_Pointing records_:

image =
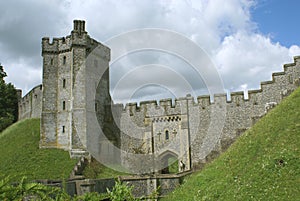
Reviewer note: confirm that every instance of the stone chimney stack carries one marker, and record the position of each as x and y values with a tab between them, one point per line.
79	26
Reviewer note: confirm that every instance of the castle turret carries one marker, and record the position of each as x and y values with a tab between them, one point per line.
72	89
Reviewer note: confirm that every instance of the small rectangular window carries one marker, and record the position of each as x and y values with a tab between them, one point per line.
64	83
64	105
64	60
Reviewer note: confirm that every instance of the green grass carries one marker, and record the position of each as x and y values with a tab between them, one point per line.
20	154
263	164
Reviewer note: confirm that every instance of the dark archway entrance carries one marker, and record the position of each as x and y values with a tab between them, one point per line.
169	163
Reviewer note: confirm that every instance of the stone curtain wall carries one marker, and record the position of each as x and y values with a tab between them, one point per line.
240	114
199	128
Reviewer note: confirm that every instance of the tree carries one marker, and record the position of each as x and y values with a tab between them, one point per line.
8	102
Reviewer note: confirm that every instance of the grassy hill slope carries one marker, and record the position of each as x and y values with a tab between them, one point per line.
263	164
20	154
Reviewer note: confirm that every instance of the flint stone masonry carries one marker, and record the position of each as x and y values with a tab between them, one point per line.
75	98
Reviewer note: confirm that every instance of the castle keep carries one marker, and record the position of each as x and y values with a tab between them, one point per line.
77	113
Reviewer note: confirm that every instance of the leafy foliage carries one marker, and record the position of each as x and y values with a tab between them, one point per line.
8	102
25	190
121	192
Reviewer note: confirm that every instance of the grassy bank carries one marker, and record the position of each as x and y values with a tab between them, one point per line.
263	164
20	154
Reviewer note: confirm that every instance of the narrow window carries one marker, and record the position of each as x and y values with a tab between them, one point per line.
167	134
64	83
64	60
96	107
64	105
291	79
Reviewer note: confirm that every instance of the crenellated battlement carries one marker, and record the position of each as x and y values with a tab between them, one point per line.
192	127
282	83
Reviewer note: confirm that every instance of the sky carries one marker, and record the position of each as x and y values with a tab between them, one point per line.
246	40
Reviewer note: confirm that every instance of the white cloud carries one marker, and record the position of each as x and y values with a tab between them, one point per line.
249	58
243	56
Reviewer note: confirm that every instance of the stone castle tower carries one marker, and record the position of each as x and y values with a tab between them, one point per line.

_TASK DIRECTIONS_: Omit each picture, then return all of the listing exactly as it stands.

_EXERCISE RESULT_:
image =
Reviewer note: confirm that every instance of the stone chimney stack carries one marker, and record the position of each as x and y values with a tab between them, one point per line.
79	26
Reviewer note: confirm that every instance of the castle turret carries one marker, and record the position of each as x and y values with a tab between them, one point per line.
72	89
Reviewer note: confirm that every instance of the small rectangular window carries one marker, and record the position of each as x and y values with a tab between them, one point per line.
64	83
64	105
64	60
Reviewer note: confirm that every instance of the green grass carries one marker, and record the position of each as x and y values with a tab between them, one point per line.
20	154
263	164
Reviewer note: confirm that every instance of the dark archway entrance carries one marker, and record the position of each as x and y values with a tab between them, one point per line.
169	163
Reviewer note: confirm that every instance of the stone curtain wall carries one marker, and record the position of each as x and y values with a tab between them, one point per line.
240	114
199	128
Reviewer note: confirm that every instance of the tree carries one marker, and record the position of each as x and y values with a tab between them, one point per line.
8	102
Reviewer note: confirm that every instance of the grassy hill slope carries one marker, and record the position of each as x and y values with a tab between them, one point per line.
263	164
20	154
Reviewer note: confirm that every instance of the flint stone masonry carries one marker, and record the position of each as x and y values with a tab between them, one point per line.
75	98
Reviewer note: confirm that every instance of the castle keep carries one marker, and record the position of each as x and y values with a tab between them, one point per line.
77	113
Reviewer note: confirm that every instance of the leafy foliage carries one marker, and record the position of each as x and y values with a tab between them, one point per line.
8	102
25	190
121	192
Reviewer note: confirm that every instance of the grassy bank carries one marker, and record the position of each as x and y values with a tab between them, one point per line.
263	164
20	154
Reviewer note: confirm that every instance of the narrow window carries one marker, and record the position of each as x and y values with a tab between them, one point per line.
167	134
64	83
64	60
96	107
64	105
291	79
Reviewer note: confirm that every instance of the crenellated battlement carries one marker, and record the position of each as x and y values with a tab between them, one point per line.
192	127
282	83
Reviewer note: confirm that every instance of the sky carries one marker, and record the position of each as x and y values with a tab between them, one point per line.
246	40
Reviewer note: confirm that every instance of the white cloud carries one marker, and record the position of each as x and y values with a tab between them, one point per line.
249	58
243	56
Reviewer note: confirm that every instance of the stone castle tower carries one marker, and record the position of each as x and y values with a tab between them, one point per line.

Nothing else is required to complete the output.